Records of named objects and the points marking them

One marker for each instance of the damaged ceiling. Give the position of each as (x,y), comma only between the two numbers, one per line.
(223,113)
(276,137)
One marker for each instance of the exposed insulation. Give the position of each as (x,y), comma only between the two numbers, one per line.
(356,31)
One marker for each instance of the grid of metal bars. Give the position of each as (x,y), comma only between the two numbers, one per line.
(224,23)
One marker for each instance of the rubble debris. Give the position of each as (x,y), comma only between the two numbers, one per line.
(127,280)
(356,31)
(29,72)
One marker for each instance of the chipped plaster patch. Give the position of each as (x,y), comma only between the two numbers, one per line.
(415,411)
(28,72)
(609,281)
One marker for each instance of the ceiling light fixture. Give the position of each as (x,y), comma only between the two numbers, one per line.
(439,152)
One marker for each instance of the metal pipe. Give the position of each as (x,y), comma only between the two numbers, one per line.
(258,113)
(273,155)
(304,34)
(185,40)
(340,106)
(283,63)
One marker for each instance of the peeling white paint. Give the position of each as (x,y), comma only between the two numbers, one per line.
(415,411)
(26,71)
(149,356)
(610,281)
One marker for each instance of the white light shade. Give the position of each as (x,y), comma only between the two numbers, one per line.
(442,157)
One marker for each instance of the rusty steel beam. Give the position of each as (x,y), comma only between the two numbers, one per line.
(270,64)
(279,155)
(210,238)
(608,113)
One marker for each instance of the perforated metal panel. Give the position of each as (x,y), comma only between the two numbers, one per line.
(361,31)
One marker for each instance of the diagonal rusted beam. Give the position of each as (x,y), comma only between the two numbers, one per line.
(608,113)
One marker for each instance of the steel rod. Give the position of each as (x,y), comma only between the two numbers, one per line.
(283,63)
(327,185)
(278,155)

* * *

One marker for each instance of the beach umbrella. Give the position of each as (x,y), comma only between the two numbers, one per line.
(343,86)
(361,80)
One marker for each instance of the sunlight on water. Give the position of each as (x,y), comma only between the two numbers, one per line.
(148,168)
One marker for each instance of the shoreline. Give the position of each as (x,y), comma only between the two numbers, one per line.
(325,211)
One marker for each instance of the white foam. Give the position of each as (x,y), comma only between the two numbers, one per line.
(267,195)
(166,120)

### WORK TO DO
Locate each line in the items above that contains the string "beam", and copy those lines out in full.

### SOLUTION TO THE EXERCISE
One marker for each instance of the rusty steel beam. Give the position of each as (x,y), comma only between the two numbers, one per line.
One marker for each instance of the diagonal rusted beam. Give the position of each as (x,y), comma only between the two numbers, one per line.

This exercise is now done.